▸ INSTRUCTION
Reproduce each of the following entries character for character, with nothing changed, added, or left out.

▸ SUPPLIED MATERIAL
****************************************

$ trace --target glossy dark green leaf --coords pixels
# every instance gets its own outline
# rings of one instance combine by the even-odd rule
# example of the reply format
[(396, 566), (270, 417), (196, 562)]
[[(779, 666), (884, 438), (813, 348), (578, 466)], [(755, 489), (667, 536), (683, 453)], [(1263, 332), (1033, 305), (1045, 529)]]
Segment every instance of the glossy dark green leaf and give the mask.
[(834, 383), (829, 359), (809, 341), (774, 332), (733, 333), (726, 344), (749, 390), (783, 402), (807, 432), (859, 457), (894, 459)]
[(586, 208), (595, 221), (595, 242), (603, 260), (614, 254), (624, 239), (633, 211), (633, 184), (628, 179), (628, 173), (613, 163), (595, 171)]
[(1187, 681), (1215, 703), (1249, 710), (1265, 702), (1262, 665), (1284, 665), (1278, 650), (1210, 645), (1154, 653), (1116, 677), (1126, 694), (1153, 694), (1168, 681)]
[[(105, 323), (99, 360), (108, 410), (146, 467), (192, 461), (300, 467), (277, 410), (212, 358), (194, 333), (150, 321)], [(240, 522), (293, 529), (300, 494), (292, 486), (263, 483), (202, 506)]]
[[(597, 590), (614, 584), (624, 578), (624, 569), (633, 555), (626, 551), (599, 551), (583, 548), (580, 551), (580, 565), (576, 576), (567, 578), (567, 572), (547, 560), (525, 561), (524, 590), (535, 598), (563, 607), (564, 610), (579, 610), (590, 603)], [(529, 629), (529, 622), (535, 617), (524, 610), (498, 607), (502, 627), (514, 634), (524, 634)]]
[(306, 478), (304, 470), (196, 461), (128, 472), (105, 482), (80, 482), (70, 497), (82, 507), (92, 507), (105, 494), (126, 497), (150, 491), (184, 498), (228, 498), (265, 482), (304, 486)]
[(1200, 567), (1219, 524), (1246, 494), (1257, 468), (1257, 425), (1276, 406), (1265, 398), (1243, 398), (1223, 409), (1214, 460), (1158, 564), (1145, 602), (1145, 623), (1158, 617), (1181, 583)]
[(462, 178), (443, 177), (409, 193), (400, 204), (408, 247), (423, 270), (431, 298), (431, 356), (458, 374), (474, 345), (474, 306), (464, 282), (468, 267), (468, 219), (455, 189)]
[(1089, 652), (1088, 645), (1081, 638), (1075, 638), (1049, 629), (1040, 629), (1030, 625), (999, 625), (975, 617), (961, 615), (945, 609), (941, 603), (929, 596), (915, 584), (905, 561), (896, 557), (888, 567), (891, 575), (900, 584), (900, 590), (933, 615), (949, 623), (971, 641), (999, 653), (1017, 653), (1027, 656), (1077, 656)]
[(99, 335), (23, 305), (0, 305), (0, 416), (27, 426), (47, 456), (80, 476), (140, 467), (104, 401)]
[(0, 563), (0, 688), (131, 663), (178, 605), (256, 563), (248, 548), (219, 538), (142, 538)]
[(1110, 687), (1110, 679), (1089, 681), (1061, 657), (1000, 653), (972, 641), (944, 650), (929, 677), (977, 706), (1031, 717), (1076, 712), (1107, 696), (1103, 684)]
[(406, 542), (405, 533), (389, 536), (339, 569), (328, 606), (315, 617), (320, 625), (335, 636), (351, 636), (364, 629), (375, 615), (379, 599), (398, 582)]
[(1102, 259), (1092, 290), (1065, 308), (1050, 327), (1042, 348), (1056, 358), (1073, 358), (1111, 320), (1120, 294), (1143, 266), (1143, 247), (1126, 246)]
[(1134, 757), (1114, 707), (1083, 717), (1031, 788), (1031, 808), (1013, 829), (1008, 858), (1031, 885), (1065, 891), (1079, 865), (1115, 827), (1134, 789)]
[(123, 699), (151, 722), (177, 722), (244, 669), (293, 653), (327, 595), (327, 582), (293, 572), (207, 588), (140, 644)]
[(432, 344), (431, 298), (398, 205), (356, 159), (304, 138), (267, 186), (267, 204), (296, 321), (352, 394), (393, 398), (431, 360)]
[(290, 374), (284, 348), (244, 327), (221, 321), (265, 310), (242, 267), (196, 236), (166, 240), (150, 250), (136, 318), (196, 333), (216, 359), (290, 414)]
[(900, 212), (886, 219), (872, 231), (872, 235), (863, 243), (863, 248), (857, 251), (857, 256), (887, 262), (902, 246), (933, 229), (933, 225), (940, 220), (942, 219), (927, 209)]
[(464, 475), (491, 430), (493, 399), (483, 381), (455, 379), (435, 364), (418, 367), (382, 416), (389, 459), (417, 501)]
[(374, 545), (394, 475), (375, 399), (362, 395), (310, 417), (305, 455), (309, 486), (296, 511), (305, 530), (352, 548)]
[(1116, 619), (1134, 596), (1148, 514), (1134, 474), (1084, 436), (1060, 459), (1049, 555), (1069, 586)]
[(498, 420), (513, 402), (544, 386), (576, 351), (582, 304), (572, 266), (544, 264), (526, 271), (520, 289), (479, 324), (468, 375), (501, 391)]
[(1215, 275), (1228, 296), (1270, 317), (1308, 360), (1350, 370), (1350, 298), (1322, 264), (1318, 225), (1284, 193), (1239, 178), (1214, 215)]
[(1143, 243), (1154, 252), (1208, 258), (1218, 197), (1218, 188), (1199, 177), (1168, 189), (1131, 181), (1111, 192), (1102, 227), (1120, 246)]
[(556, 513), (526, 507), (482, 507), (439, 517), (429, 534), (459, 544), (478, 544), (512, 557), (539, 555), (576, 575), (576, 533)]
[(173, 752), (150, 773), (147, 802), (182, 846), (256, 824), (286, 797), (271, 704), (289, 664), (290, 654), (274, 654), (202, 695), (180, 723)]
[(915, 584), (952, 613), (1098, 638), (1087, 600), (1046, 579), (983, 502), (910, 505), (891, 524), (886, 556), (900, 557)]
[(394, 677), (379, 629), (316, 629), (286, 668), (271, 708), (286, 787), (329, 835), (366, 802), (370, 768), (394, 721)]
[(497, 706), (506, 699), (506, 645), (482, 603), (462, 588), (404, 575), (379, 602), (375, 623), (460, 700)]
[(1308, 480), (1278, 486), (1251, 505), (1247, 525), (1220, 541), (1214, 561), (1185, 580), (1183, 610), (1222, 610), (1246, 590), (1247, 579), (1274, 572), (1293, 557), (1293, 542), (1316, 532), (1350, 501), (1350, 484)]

****************************************

▸ RESULT
$ trace --target glossy dark green leaf --coords pixels
# every instance gets its own outline
# rings of one instance combine by the even-odd rule
# example of the reply format
[(396, 566), (270, 417), (196, 562)]
[[(779, 666), (884, 438), (813, 348), (578, 466)], [(755, 489), (667, 536), (683, 453)], [(1263, 332), (1033, 305), (1045, 529)]]
Segment every instance of the glossy dark green leaf and give the mask.
[(834, 383), (829, 359), (809, 341), (774, 332), (733, 333), (726, 344), (749, 390), (783, 402), (807, 432), (859, 457), (894, 459)]
[(586, 208), (595, 221), (595, 242), (603, 260), (614, 254), (624, 239), (633, 211), (633, 184), (628, 179), (628, 173), (613, 163), (595, 171)]
[(1187, 681), (1215, 703), (1249, 710), (1265, 702), (1262, 665), (1284, 665), (1278, 650), (1210, 645), (1154, 653), (1116, 677), (1126, 694), (1153, 694), (1168, 681)]
[[(105, 323), (99, 360), (108, 410), (146, 467), (192, 461), (300, 467), (277, 410), (212, 358), (194, 333), (150, 321)], [(240, 522), (293, 529), (300, 494), (292, 486), (263, 483), (202, 506)]]
[[(597, 590), (614, 584), (624, 578), (624, 569), (633, 555), (626, 551), (599, 551), (583, 548), (580, 551), (580, 565), (576, 576), (567, 578), (567, 572), (547, 560), (525, 561), (524, 590), (535, 598), (563, 607), (564, 610), (579, 610), (590, 603)], [(529, 629), (529, 622), (535, 617), (524, 610), (498, 607), (502, 627), (514, 634), (524, 634)]]
[(306, 478), (304, 470), (196, 461), (128, 472), (105, 482), (80, 482), (70, 497), (82, 507), (92, 507), (105, 494), (126, 497), (150, 491), (184, 498), (228, 498), (265, 482), (304, 486)]
[(1200, 567), (1219, 524), (1246, 494), (1257, 468), (1257, 425), (1276, 406), (1265, 398), (1243, 398), (1223, 409), (1214, 460), (1158, 564), (1145, 602), (1145, 623), (1158, 617), (1181, 583)]
[(462, 178), (443, 177), (409, 193), (400, 204), (408, 247), (423, 270), (431, 298), (431, 356), (458, 374), (474, 345), (474, 306), (464, 282), (468, 267), (468, 219), (455, 189)]
[(1089, 652), (1088, 645), (1081, 638), (1075, 638), (1049, 629), (1040, 629), (1030, 625), (999, 625), (975, 617), (961, 615), (945, 609), (941, 603), (929, 596), (915, 584), (905, 561), (896, 557), (888, 567), (891, 575), (900, 584), (900, 590), (933, 615), (949, 623), (971, 641), (999, 653), (1017, 653), (1027, 656), (1077, 656)]
[(99, 335), (23, 305), (0, 305), (0, 416), (27, 426), (47, 456), (80, 476), (140, 467), (104, 401)]
[(0, 563), (0, 688), (131, 663), (178, 605), (256, 563), (248, 548), (219, 538), (142, 538)]
[(1110, 687), (1110, 679), (1089, 681), (1061, 657), (1000, 653), (972, 641), (944, 650), (929, 677), (977, 706), (1031, 717), (1076, 712), (1107, 696), (1103, 684)]
[(406, 542), (405, 533), (389, 536), (339, 569), (328, 606), (315, 617), (320, 625), (335, 636), (351, 636), (364, 629), (375, 615), (379, 599), (398, 582)]
[(1102, 259), (1092, 290), (1065, 308), (1050, 327), (1042, 348), (1056, 358), (1073, 358), (1111, 320), (1120, 294), (1143, 266), (1143, 247), (1126, 246)]
[(1134, 757), (1114, 707), (1083, 717), (1031, 788), (1031, 808), (1013, 829), (1008, 858), (1031, 885), (1065, 891), (1079, 865), (1115, 827), (1134, 789)]
[(123, 699), (151, 722), (177, 722), (244, 669), (293, 653), (327, 595), (327, 582), (293, 572), (207, 588), (140, 644)]
[(432, 344), (431, 298), (398, 205), (356, 159), (304, 138), (267, 186), (267, 204), (296, 321), (352, 394), (393, 398), (431, 360)]
[(290, 374), (284, 348), (244, 327), (221, 321), (265, 310), (242, 267), (196, 236), (166, 240), (150, 250), (136, 318), (196, 333), (216, 359), (290, 414)]
[(900, 212), (886, 219), (872, 231), (872, 235), (863, 243), (863, 248), (857, 251), (857, 256), (887, 262), (902, 246), (933, 229), (933, 225), (940, 220), (942, 219), (927, 209)]
[(464, 475), (491, 430), (493, 399), (483, 381), (455, 379), (435, 364), (418, 367), (382, 416), (389, 459), (417, 501)]
[(374, 545), (394, 475), (375, 399), (362, 395), (310, 417), (305, 455), (309, 486), (296, 511), (305, 530), (352, 548)]
[(1116, 619), (1134, 596), (1148, 514), (1134, 474), (1084, 436), (1060, 459), (1049, 555), (1069, 586)]
[(498, 420), (513, 402), (544, 386), (576, 351), (582, 304), (572, 266), (544, 264), (526, 271), (520, 289), (479, 324), (468, 375), (501, 391)]
[(1215, 275), (1228, 296), (1270, 317), (1308, 360), (1350, 370), (1350, 298), (1322, 264), (1318, 225), (1284, 193), (1239, 178), (1214, 215)]
[(1143, 243), (1154, 252), (1208, 258), (1218, 197), (1218, 188), (1199, 177), (1168, 189), (1131, 181), (1111, 192), (1102, 227), (1120, 246)]
[(556, 513), (526, 507), (482, 507), (439, 517), (429, 534), (459, 544), (478, 544), (512, 557), (539, 555), (576, 575), (576, 533)]
[(173, 752), (150, 773), (147, 802), (182, 846), (256, 824), (286, 797), (271, 704), (289, 664), (290, 654), (274, 654), (202, 695), (180, 723)]
[(915, 584), (952, 613), (1098, 638), (1087, 600), (1046, 579), (983, 502), (910, 505), (891, 524), (886, 556), (900, 557)]
[(394, 677), (379, 629), (316, 629), (286, 668), (271, 708), (286, 787), (329, 835), (366, 802), (370, 768), (394, 721)]
[(497, 706), (506, 699), (506, 645), (482, 603), (462, 588), (404, 575), (379, 602), (375, 623), (460, 700)]
[(1308, 480), (1278, 486), (1251, 505), (1247, 525), (1220, 541), (1214, 561), (1185, 580), (1183, 610), (1222, 610), (1246, 590), (1247, 579), (1274, 572), (1293, 557), (1293, 542), (1316, 532), (1350, 501), (1350, 484)]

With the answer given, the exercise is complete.